(Records contained in a dataset)

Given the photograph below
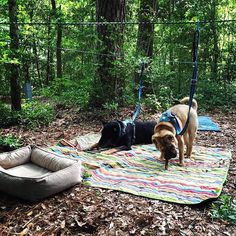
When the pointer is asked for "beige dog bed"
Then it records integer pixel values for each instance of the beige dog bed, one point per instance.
(32, 173)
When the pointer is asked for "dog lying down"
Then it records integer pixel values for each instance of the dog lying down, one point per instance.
(121, 135)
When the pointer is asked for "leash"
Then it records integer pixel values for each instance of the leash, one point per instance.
(140, 87)
(193, 83)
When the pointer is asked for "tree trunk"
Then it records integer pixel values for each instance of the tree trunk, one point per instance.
(215, 55)
(108, 86)
(145, 34)
(49, 54)
(146, 31)
(56, 13)
(13, 68)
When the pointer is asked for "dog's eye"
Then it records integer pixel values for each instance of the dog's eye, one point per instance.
(170, 138)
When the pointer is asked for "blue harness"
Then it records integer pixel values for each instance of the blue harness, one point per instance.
(168, 116)
(122, 127)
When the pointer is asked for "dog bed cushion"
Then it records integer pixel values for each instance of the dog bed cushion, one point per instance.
(32, 173)
(138, 171)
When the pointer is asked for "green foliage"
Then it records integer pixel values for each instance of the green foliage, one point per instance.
(111, 107)
(65, 91)
(10, 141)
(214, 94)
(224, 208)
(34, 114)
(170, 67)
(162, 101)
(86, 174)
(7, 116)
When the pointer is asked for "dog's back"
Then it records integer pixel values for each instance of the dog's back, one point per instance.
(185, 101)
(144, 131)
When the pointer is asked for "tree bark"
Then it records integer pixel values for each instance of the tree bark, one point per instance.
(108, 86)
(13, 68)
(146, 31)
(56, 13)
(145, 36)
(215, 55)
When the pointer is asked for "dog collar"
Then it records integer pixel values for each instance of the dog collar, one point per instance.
(169, 116)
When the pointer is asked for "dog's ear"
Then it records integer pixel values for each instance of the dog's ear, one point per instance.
(104, 122)
(155, 139)
(170, 138)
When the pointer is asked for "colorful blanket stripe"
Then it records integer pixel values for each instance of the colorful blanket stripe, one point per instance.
(205, 123)
(139, 172)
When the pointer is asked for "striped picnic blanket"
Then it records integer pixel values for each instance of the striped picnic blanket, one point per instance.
(139, 172)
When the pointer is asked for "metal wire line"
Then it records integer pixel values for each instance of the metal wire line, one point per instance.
(92, 23)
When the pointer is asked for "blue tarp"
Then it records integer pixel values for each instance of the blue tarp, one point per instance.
(206, 124)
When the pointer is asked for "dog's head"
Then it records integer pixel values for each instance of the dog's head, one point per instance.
(165, 142)
(111, 132)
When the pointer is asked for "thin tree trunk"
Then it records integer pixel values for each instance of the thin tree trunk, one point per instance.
(145, 36)
(49, 55)
(13, 68)
(35, 50)
(146, 31)
(108, 85)
(214, 68)
(56, 12)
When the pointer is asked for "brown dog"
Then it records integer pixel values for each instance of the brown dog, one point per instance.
(166, 133)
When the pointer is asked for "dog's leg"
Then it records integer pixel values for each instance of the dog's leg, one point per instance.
(181, 149)
(94, 146)
(162, 156)
(190, 146)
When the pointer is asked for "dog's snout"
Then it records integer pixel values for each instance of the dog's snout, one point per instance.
(170, 153)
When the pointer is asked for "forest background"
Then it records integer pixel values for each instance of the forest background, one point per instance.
(87, 54)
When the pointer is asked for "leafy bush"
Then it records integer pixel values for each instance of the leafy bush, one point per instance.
(224, 208)
(10, 142)
(65, 91)
(7, 116)
(34, 114)
(162, 101)
(212, 94)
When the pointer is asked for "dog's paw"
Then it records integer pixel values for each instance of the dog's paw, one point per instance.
(182, 164)
(109, 152)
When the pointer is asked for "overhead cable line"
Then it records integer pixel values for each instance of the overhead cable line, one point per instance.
(88, 23)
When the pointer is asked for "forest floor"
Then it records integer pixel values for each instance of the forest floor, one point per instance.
(84, 210)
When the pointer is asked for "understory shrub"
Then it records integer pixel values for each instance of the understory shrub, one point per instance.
(35, 113)
(32, 115)
(10, 142)
(66, 91)
(224, 208)
(8, 117)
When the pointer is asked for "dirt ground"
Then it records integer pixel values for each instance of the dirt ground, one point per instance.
(84, 210)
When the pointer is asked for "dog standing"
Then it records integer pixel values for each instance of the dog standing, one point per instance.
(166, 133)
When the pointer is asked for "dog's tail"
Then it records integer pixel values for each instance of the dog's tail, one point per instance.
(185, 100)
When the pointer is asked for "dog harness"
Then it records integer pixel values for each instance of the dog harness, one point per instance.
(169, 116)
(123, 125)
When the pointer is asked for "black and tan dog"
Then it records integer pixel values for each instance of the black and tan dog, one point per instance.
(166, 133)
(121, 135)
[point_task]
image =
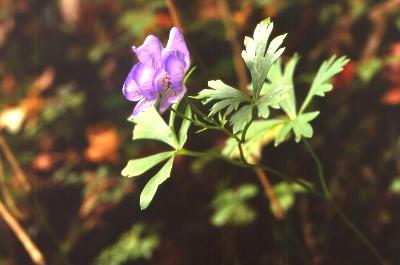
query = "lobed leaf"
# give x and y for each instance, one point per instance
(150, 125)
(136, 167)
(300, 126)
(320, 84)
(227, 97)
(151, 187)
(241, 118)
(258, 57)
(185, 127)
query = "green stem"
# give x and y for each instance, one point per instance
(346, 220)
(239, 163)
(321, 174)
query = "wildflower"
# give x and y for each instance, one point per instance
(158, 76)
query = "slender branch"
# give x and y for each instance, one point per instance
(321, 174)
(8, 200)
(269, 192)
(328, 198)
(231, 35)
(33, 251)
(279, 174)
(19, 173)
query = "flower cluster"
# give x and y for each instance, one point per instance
(159, 74)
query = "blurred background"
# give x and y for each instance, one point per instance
(64, 137)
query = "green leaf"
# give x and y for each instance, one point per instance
(136, 167)
(368, 69)
(185, 127)
(321, 84)
(136, 244)
(150, 125)
(227, 97)
(241, 118)
(300, 126)
(283, 133)
(151, 187)
(272, 99)
(284, 81)
(259, 134)
(258, 57)
(136, 21)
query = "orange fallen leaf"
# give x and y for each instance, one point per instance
(103, 143)
(392, 96)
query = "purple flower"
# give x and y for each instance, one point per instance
(158, 76)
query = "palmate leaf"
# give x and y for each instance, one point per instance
(259, 56)
(284, 81)
(259, 134)
(243, 116)
(228, 97)
(272, 98)
(136, 167)
(151, 187)
(320, 84)
(150, 125)
(300, 126)
(185, 127)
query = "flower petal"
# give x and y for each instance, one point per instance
(150, 51)
(143, 105)
(144, 75)
(176, 44)
(175, 68)
(130, 89)
(170, 97)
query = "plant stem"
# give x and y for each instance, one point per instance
(276, 172)
(33, 251)
(328, 197)
(269, 192)
(321, 174)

◆ The task: Retype the records verbatim, excluding each image they hold.

◆ Exercise response:
Given the photograph below
When the pointer is asked for "beige dog bed"
Then it records integer pixel values for each instance of the beige dog bed, one point per instance.
(32, 173)
When the pointer is asked for "dog lying down"
Then it records integer pixel values for each instance of the dog lying down, one point per instance.
(121, 135)
When the pointer is asked for "leash"
Then it records integer pixel values for each instance of the leash, one point per instance.
(140, 87)
(193, 83)
When the pointer is asked for "tree trunk"
Then it records integer pixel values for each instance of the tree trunk, one point per instance.
(215, 55)
(108, 86)
(145, 34)
(49, 54)
(146, 31)
(56, 13)
(13, 68)
When the pointer is asked for "dog's eye"
Then it records integer pixel values for each instance of the dog's eye, one point per instance.
(170, 138)
When the pointer is asked for "blue harness"
Then it records integer pixel values for each instance of the blue harness, one point per instance.
(168, 116)
(122, 127)
When the pointer is asked for "dog bed cushion"
Then it records integer pixel values for each instance of the dog bed cushion, one point per instance.
(32, 173)
(138, 171)
When the pointer is asked for "green foliage"
Then it records integer pixel values for each instance of the green foliage, one point per instance.
(111, 107)
(65, 91)
(10, 141)
(214, 94)
(224, 208)
(34, 114)
(170, 67)
(162, 101)
(86, 174)
(7, 116)
When the pointer is asked for "dog's back"
Then it records integer pixel values for each instance of the dog's back, one point per instance.
(185, 101)
(144, 131)
When the pointer is asked for "tree bark"
Then it records integer pixel values for each instance of the tree bark, one point per instance.
(108, 86)
(13, 68)
(146, 31)
(56, 13)
(145, 36)
(215, 55)
When the pointer is asked for "dog collar"
Then it records integer pixel values for each instance of the dog collar, one point per instance.
(169, 116)
When the pointer is asked for "dog's ear"
Then it records integer pixel values for each instance of the dog's ear, one point per instance.
(104, 122)
(155, 139)
(170, 138)
When the pointer is asked for "colorful blanket stripe"
Then it records integer pixel values for each instance of the colorful blanket stripe, one point per instance.
(205, 123)
(139, 172)
When the pointer is asked for "striped picnic blanket"
Then it records integer pixel values for each instance of the striped picnic blanket, one point per instance.
(139, 172)
When the pointer is asked for "metal wire line"
Then it records integer pixel values for each instance of the metal wire line, one point per instance.
(92, 23)
When the pointer is asked for "blue tarp"
Then it records integer pixel values for each instance of the blue tarp, one point per instance.
(206, 124)
When the pointer is asked for "dog's head"
Then it records integer pixel values for each instance of the dog's head, one point per instance.
(165, 142)
(111, 132)
When the pointer is asked for "thin tree trunk"
Then it records integer pixel values for each instance of the thin tree trunk, one point per instance.
(145, 36)
(49, 55)
(13, 68)
(35, 50)
(146, 31)
(108, 85)
(214, 68)
(56, 12)
When the pointer is asked for "brown dog"
Then it records integer pixel values for each instance of the brown dog, one point per instance.
(166, 133)
When the pointer is asked for "dog's leg"
Then it records integer pixel values for each instance of the dog's leg, one point per instance.
(181, 149)
(94, 146)
(162, 156)
(190, 146)
When the pointer is asked for "dog's snout"
Then it records integer pixel values for each instance of the dog's snout, one point per instance.
(170, 153)
When the pointer is asked for "forest background"
Then it records integer pixel values for each instance of the forest background, one point per instance.
(87, 54)
When the pointer is asked for "leafy bush"
Then it records integer pixel values for each instance of the leafy bush, one point per instance.
(224, 208)
(10, 142)
(65, 91)
(7, 116)
(34, 114)
(162, 101)
(212, 94)
When the pointer is asked for "dog's paw"
Then it records integer pixel values for each instance of the dog's paw, one point per instance.
(182, 164)
(109, 152)
When the pointer is asked for "overhead cable line"
Then it records integer pixel values for each instance of the overhead cable line, one point per instance.
(88, 23)
When the pointer is asked for "forest floor"
Then it records integer pixel values for each instance of the forest floor, one point per instance.
(84, 210)
When the pointer is asked for "understory shrub"
Then it records integer pixel values for each instance of the understory shrub, one point per instance.
(35, 113)
(32, 115)
(10, 142)
(66, 91)
(224, 208)
(8, 117)
When the pointer is asked for "dirt ground"
Then it records integer pixel values for each instance of the dirt ground, one point per instance.
(84, 210)
When the pointer is asked for "dog standing"
Then it records integer pixel values for each instance of the dog standing, one point per instance.
(166, 133)
When the pointer is asked for "dog's tail"
Then it records integer pixel values for each instance of the dog's tail, one point per instance.
(185, 100)
When the pointer is asked for "dog harness"
Then it records integer pixel values for each instance of the dog harness, one point per instance.
(169, 116)
(123, 125)
When the pointer is asked for "black and tan dog"
Then it records integer pixel values for each instance of the black and tan dog, one point per instance.
(166, 133)
(121, 135)
[point_task]
image =
query = "lobed leaf"
# give x and y for each instance, one point per instance
(150, 125)
(136, 167)
(300, 126)
(320, 84)
(227, 97)
(151, 187)
(241, 118)
(258, 57)
(185, 127)
query = "green stem"
# give x and y for each instance, one point per instance
(346, 220)
(239, 163)
(321, 174)
query = "wildflower"
# give x and y for each instance, one point per instance
(158, 76)
query = "slender branch"
# give x and y for each instance, one point per instance
(321, 174)
(8, 200)
(269, 192)
(328, 198)
(231, 35)
(33, 251)
(279, 174)
(19, 173)
query = "flower cluster"
# give x and y for each instance, one point per instance
(159, 74)
query = "blurred background"
# give x and y for each instance, one point per instance
(64, 137)
query = "green leaf"
# give x and y for each instance, one point per instance
(136, 167)
(368, 69)
(185, 127)
(321, 84)
(136, 244)
(150, 125)
(227, 97)
(241, 118)
(300, 126)
(283, 133)
(151, 187)
(272, 99)
(284, 81)
(259, 134)
(258, 57)
(136, 21)
query = "orange fallen leaf"
# give x and y for each instance, one point per instance
(103, 143)
(392, 96)
query = "purple flower"
# give x and y for each instance, one point per instance
(158, 76)
query = "palmate leaf"
# give x and y for each instance, one point per instance
(259, 56)
(284, 81)
(259, 134)
(243, 116)
(228, 97)
(272, 98)
(136, 167)
(151, 187)
(320, 84)
(150, 125)
(300, 126)
(185, 127)
query = "flower petal"
# give x and y for each instance, one point per instance
(150, 51)
(143, 105)
(144, 75)
(176, 44)
(175, 68)
(130, 89)
(170, 97)
query = "plant stem"
# give x and y for each instance, one point per instance
(276, 172)
(33, 251)
(328, 197)
(269, 192)
(321, 174)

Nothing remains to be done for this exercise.